- Extrait du document -
○ ○ ○ ○ ○ ○ ○

Le raisonnement et les arguments du cheikh Omar ne tiennent que si l'on admet les deux assertions ci-dessus … hormis le fait d'évidence que l'émir du Macina a bien fait alliance avec les païens, pour les raisons que l'on a essayé d'avancer précédemment.
En second lieu, le cheikh Omar reproche à l'émir sa duplicité à l'égard des musulmans, « quand il a accepté d'écouter avec bienveillance les païens, et agréé leur repentir sans le vérifier, au point de nous informer qu'ils s'étaient [effectivement] repentis, ( … ) alors que c'était une fausse nouvelle qui l'a précipité dans un abîme dont il ne peut plus sortir » 54.

○ ○ ○ ○ ○ ○ ○

- Entrées de pointage d'objets étiquetés -
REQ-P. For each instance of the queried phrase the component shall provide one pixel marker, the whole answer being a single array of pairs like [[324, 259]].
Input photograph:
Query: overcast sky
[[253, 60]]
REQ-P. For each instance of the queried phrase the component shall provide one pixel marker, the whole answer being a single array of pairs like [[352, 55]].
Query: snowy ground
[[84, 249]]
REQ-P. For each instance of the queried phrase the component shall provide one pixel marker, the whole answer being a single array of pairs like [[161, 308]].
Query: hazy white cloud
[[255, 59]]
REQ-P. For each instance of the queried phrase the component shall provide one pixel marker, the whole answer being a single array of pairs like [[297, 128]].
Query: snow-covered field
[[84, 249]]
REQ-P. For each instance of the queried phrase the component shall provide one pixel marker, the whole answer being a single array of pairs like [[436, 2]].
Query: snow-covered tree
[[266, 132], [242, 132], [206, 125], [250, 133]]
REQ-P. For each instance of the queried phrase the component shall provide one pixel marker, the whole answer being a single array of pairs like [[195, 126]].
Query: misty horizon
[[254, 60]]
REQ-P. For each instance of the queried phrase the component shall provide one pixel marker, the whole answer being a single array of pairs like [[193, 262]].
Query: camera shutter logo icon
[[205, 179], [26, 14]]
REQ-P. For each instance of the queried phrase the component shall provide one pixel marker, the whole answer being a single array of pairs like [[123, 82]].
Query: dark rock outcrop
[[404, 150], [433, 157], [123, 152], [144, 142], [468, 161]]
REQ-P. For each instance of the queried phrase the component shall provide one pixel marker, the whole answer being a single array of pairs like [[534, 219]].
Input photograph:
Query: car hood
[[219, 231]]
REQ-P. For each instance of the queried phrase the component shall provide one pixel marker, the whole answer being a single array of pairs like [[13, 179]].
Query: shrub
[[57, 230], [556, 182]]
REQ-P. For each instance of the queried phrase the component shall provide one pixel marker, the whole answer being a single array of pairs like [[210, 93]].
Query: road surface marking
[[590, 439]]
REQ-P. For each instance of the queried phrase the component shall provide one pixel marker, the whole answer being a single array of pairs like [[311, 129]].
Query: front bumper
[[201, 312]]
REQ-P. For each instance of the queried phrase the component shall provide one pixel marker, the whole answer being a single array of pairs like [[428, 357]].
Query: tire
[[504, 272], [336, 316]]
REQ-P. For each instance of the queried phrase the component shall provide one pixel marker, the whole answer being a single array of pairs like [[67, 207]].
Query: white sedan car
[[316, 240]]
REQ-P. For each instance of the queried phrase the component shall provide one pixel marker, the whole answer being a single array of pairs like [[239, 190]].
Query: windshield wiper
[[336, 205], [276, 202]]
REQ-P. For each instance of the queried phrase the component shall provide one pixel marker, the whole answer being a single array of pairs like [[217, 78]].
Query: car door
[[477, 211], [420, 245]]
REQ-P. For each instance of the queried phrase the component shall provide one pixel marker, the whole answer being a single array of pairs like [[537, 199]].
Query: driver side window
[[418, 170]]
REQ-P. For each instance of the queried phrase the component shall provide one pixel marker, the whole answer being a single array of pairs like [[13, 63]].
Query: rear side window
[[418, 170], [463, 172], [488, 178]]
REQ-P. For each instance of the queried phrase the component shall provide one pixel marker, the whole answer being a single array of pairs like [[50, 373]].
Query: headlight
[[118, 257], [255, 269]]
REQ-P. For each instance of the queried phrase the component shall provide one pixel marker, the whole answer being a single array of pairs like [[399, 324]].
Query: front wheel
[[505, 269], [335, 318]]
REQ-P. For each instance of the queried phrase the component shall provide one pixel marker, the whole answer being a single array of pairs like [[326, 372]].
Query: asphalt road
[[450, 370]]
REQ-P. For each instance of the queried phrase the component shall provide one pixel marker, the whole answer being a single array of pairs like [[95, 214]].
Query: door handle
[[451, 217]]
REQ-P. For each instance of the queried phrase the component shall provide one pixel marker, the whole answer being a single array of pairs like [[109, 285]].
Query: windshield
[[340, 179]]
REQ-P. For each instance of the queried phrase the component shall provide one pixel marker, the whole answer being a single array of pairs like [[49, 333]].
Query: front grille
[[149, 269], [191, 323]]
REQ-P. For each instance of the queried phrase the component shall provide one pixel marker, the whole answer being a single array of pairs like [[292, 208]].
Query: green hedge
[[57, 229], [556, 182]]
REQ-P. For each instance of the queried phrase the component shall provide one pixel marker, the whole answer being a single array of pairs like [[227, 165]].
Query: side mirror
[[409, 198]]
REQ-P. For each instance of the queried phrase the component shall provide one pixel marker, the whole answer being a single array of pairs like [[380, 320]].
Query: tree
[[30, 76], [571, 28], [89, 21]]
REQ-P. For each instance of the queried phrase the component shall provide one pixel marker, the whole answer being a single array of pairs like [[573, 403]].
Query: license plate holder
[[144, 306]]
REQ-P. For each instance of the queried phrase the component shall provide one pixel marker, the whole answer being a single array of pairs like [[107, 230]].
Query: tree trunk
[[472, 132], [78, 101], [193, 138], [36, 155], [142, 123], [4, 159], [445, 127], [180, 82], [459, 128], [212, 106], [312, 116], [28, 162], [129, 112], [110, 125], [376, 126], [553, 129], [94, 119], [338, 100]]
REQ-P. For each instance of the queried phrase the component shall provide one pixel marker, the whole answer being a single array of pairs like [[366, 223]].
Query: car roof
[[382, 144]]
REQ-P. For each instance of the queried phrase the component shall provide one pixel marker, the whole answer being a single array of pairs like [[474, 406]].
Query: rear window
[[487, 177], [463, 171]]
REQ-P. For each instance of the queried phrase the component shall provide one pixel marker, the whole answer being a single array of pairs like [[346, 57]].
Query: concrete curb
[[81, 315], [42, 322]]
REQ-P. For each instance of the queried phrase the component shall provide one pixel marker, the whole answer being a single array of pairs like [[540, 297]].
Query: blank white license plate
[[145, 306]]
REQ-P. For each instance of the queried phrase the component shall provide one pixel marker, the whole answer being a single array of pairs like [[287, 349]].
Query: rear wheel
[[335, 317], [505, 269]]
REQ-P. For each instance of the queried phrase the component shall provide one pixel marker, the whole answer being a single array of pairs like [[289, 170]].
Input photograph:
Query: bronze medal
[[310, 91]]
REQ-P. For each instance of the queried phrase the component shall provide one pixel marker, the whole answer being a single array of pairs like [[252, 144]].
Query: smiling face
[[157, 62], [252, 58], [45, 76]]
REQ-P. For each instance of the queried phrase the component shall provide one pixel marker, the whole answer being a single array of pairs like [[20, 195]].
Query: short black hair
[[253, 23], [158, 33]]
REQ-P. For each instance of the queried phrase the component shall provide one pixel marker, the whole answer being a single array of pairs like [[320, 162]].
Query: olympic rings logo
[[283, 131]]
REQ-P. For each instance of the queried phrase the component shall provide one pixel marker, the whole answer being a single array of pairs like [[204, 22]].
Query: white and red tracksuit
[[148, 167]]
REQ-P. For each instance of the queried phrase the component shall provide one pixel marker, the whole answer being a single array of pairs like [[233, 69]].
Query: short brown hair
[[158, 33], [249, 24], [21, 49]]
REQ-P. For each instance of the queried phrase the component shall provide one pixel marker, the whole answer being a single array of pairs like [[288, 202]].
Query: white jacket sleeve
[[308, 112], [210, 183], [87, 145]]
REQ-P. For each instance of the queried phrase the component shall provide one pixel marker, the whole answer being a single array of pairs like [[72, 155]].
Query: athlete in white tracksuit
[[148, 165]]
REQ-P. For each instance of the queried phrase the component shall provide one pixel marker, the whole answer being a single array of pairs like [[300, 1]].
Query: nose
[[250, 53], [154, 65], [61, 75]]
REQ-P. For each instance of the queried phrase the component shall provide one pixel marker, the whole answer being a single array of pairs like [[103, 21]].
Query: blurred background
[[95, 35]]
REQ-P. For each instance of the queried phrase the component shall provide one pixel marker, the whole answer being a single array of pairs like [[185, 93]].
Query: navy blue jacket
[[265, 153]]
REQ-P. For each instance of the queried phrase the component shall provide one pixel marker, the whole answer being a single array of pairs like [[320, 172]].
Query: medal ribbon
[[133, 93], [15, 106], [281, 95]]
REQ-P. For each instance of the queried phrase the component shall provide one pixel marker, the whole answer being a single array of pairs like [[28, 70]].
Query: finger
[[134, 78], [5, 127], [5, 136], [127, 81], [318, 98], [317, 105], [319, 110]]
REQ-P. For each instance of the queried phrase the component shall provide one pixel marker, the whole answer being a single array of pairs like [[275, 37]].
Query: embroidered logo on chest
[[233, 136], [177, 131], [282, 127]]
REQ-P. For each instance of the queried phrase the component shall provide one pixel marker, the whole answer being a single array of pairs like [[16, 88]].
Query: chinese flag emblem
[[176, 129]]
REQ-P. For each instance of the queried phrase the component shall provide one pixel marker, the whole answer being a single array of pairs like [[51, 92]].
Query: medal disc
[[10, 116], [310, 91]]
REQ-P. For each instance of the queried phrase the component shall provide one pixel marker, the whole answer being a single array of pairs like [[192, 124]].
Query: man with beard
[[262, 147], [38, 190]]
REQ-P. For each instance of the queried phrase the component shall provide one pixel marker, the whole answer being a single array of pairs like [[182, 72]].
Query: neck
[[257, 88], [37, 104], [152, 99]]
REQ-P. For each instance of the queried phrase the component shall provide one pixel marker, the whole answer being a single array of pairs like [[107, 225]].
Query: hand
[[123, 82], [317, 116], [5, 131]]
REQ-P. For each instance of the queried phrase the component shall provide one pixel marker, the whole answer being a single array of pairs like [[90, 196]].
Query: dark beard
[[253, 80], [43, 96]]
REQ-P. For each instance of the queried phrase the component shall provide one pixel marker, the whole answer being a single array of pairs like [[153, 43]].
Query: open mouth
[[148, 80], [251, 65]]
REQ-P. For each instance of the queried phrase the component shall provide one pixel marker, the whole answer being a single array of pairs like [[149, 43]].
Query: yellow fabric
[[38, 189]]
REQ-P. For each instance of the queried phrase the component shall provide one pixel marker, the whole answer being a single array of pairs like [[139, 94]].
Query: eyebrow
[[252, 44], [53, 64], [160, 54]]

○ ○ ○ ○ ○ ○ ○

- Travail demandé -
(a) Recopiez le passage de l'extrait sur le cheikh Omar et l'émir du Macina qui va de « Le raisonnement et » jusqu'à « essayé d'avancer précédemment. ».
(b) Résumez en deux phrases l'extrait sur le cheikh Omar et l'émir du Macina.

- Réponses attendues -
(a)
Le raisonnement et les arguments du cheikh Omar ne tiennent que si l'on admet les deux assertions ci-dessus … hormis le fait d'évidence que l'émir du Macina a bien fait alliance avec les païens, pour les raisons que l'on a essayé d'avancer précédemment.

(b) Le raisonnement du cheikh Omar ne tient que si l'on admet deux assertions, mis à part le fait évident que l'émir du Macina s'est bien allié aux païens. Le cheikh lui reproche aussi sa duplicité envers les musulmans : il a écouté les païens avec bienveillance et accepté leur repentir sans le vérifier, sur la foi d'une fausse nouvelle qui l'a précipité dans un abîme.